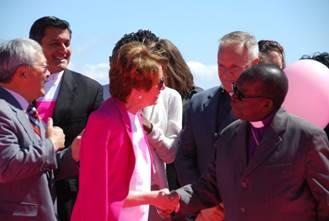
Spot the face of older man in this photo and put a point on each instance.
(249, 101)
(34, 77)
(56, 45)
(233, 59)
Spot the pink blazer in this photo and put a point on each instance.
(106, 164)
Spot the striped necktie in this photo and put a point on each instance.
(34, 119)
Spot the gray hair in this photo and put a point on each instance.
(17, 52)
(239, 37)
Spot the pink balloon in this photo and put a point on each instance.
(308, 94)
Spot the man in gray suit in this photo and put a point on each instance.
(26, 158)
(268, 165)
(210, 111)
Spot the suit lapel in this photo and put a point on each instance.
(66, 96)
(9, 98)
(124, 117)
(271, 141)
(211, 107)
(240, 144)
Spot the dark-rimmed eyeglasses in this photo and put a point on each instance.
(161, 83)
(240, 96)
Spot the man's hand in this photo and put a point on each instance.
(166, 202)
(55, 135)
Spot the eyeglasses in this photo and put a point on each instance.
(161, 84)
(270, 45)
(240, 96)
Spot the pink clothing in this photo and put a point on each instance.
(106, 164)
(46, 109)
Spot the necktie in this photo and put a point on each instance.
(34, 119)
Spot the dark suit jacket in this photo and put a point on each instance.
(79, 95)
(24, 161)
(286, 179)
(208, 113)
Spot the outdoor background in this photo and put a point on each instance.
(301, 26)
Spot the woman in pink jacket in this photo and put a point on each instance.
(114, 155)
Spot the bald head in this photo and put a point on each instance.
(273, 81)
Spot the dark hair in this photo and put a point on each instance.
(320, 57)
(178, 74)
(133, 66)
(144, 36)
(39, 27)
(275, 82)
(267, 46)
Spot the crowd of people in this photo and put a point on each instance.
(152, 145)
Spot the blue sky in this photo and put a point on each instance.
(301, 26)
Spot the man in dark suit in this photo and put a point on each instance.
(70, 97)
(26, 158)
(210, 111)
(269, 165)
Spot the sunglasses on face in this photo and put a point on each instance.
(160, 85)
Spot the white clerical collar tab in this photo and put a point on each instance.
(257, 124)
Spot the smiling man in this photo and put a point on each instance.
(70, 97)
(269, 165)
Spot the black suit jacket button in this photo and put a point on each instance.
(244, 184)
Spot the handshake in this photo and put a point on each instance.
(166, 202)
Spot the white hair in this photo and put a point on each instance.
(248, 41)
(17, 52)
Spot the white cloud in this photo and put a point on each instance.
(99, 72)
(205, 76)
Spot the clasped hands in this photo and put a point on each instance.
(166, 202)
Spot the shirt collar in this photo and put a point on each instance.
(20, 99)
(262, 123)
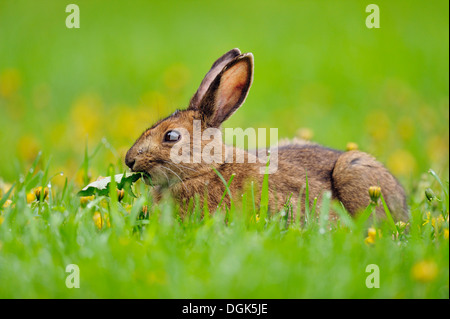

===============

▸ WRITTEN INSTRUCTION
Copy all of the entries above word for word, leaving out the pictures.

▸ RESPONSE TO THE EXERCISE
Spot the face of older man in this photo and put a point on each instance.
(249, 101)
(34, 77)
(56, 45)
(233, 59)
Spot the pink blazer in this photo and put a point on each instance.
(106, 164)
Spot the striped necktie in this photo and put a point on each instance.
(34, 119)
Spot the gray hair in this photo and put a point on each instance.
(17, 52)
(239, 37)
Spot the pink balloon in this photo and put a point on each instance.
(308, 94)
Spot the man in gray suit in this photo and put a point on each instance.
(26, 158)
(268, 165)
(210, 111)
Spot the suit lapel in this photo and put a point on each instance.
(66, 96)
(9, 98)
(124, 117)
(271, 141)
(211, 107)
(240, 144)
Spot the dark-rimmed eyeglasses in this photo and put a point on each instance.
(161, 83)
(240, 96)
Spot the man's hand in this photo and put a point on each instance.
(166, 202)
(55, 135)
Spot the eyeglasses in this photo and put a point on each instance.
(161, 84)
(270, 45)
(240, 96)
Spot the pink clothing in this photo and put a point on each instance.
(106, 164)
(46, 109)
Spot the necktie in this photo and put a point on each instance.
(34, 119)
Spot the dark suit jacket in this photo and put a point on each instance.
(79, 95)
(24, 161)
(286, 179)
(208, 113)
Spot the outdoor background in this photo and put a point on each instance.
(301, 26)
Spot the woman in pink jacket in this photo and put a point on each instance.
(114, 155)
Spot the bald head in this photo and put a point on each instance.
(273, 81)
Spot the dark hair in this photo and put a point on each instance.
(320, 57)
(178, 74)
(133, 66)
(144, 36)
(39, 27)
(275, 82)
(267, 46)
Spot the crowd of people in this photo and put a point on each instance.
(152, 145)
Spot the blue sky in this photo and put a point on each instance.
(301, 26)
Spot the man in dark suit in this photo and put a point on each instance.
(70, 97)
(26, 158)
(210, 111)
(269, 165)
Spot the sunglasses on face in this photo and put a point on each instance.
(160, 85)
Spot the white clerical collar tab in this photo and put a point on each instance.
(257, 124)
Spot the smiling man in this photo and put a point on each instance.
(70, 97)
(269, 165)
Spot the black suit jacket button in this photo and put a point on each instance.
(244, 184)
Spot the handshake in this photo and put a point on each instance.
(166, 202)
Spot the white hair in this photo and put a point on each instance.
(248, 41)
(17, 52)
Spot the white cloud in this photo and put a point on each instance.
(99, 72)
(205, 76)
Spot the clasped hands in this photo and put a point on each instance.
(166, 202)
Spot the shirt collar in this photo and put a point on each instance.
(20, 99)
(262, 123)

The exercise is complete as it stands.